### 本文抜粋
============
事業担保権では、適切なモニタリングや経営支援の知見等が必要であることから担保権者は金融機関に限定する方向である。
事業成長担保権においても担保権者を限定する(金融庁WG報告書10頁)。事業成長担保権の設定は、担保権者と設定者の信託契約によらなければならないとされ(設定者を委託者、担保権者を受託者、被担保債権者を受益者とする)、また、新たに「事業担保信託業」を創設し、事業担保信託業免許を有しない者は事業成長担保権者になれないとして、行為規制を課す。具体的には、兼営法1条1項の認可を受けた金融機関、信託業法3条の免許を受けた信託会社等に事業担保信託業免許を付与する等である。なお、貸付人が事業担保信託業の免許を有しないと、別途当該免許を有する金融機関等を事業成長担保権者とする必要がある(担保付社債信託法やセキュリティ・トラストと同様の仕組み)。

(イ) 担保権設定者

事業担保権では、個人を除外して法人等(投資事業有限責任組合、有限責任事業組合、限定責任信託についても検討)に限定する(注14)。
事業成長担保権の場合も、営利法人であって商業登記簿で公示される者に限定されることが構想されている。

③ 対象となる財産の範囲

事業担保権では、「原則として、のれん、契約上の地位、事実上の利益などを含む、設定者の有する全ての財産に及ぶ」とする。
事業成長担保権についても、担保目的財産は「事業」それ自体ではなく、企業担保法と同様「総財産」とすることが構想されており、事業活動から生まれる将来キャッシュフローや不動産、預金等も含まれる。

④ 設定・効力

(ア) 担保権の設定

事業担保権では、設定に必要な手続的要件について検討。例えば株式会社における株主総会決議、労働者や労働組合への説明等が必要かについて問題とされている。
事業成長担保権において、設定については取締役会決議で足りるとされる。

(イ) 対抗要件及び他の担保権との優劣関係

(i)事業担保権では、商業登記簿の登記を対第三者対抗要件とするが、不動産に関し不動産登記を要するかについては検討中である。事業成長担保権も商業登記簿の登記を対第三者対抗要件とし、不動産についても不動産登記は要しないと整理する。
============
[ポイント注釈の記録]
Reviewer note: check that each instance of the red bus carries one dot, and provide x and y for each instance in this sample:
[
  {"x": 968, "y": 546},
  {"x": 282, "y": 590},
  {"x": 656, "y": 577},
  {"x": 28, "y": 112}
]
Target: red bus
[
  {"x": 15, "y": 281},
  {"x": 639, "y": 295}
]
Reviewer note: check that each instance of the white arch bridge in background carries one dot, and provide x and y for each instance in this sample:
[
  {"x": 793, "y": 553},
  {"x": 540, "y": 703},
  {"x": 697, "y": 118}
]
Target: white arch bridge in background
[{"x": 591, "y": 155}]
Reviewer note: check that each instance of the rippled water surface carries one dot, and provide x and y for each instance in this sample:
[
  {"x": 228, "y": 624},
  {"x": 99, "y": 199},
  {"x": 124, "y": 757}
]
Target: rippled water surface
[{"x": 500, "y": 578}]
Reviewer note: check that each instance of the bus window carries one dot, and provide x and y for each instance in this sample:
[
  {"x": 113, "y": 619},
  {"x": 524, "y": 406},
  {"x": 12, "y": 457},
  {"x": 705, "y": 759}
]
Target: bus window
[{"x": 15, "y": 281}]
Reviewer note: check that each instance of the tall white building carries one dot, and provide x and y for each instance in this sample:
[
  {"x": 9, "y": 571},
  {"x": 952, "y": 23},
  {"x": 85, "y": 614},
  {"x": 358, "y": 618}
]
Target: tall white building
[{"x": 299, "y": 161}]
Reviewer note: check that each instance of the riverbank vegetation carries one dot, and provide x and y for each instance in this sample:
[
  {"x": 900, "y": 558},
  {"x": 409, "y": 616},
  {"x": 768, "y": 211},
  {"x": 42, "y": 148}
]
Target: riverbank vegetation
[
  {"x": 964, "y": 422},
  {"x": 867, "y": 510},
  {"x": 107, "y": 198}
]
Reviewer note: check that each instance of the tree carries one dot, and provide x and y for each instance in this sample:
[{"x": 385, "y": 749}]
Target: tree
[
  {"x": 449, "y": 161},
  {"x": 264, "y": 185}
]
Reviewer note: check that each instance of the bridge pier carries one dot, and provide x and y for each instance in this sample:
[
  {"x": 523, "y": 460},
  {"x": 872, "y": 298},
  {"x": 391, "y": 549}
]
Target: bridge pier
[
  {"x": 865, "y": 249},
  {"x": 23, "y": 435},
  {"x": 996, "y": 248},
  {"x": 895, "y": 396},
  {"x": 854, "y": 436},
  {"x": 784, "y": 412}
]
============
### 作業内容
本文抜粋によると、事業成長担保権を設定するにはどの決議で足りるとされていますか。

### 出力内容
取締役会決議で足りるとされています。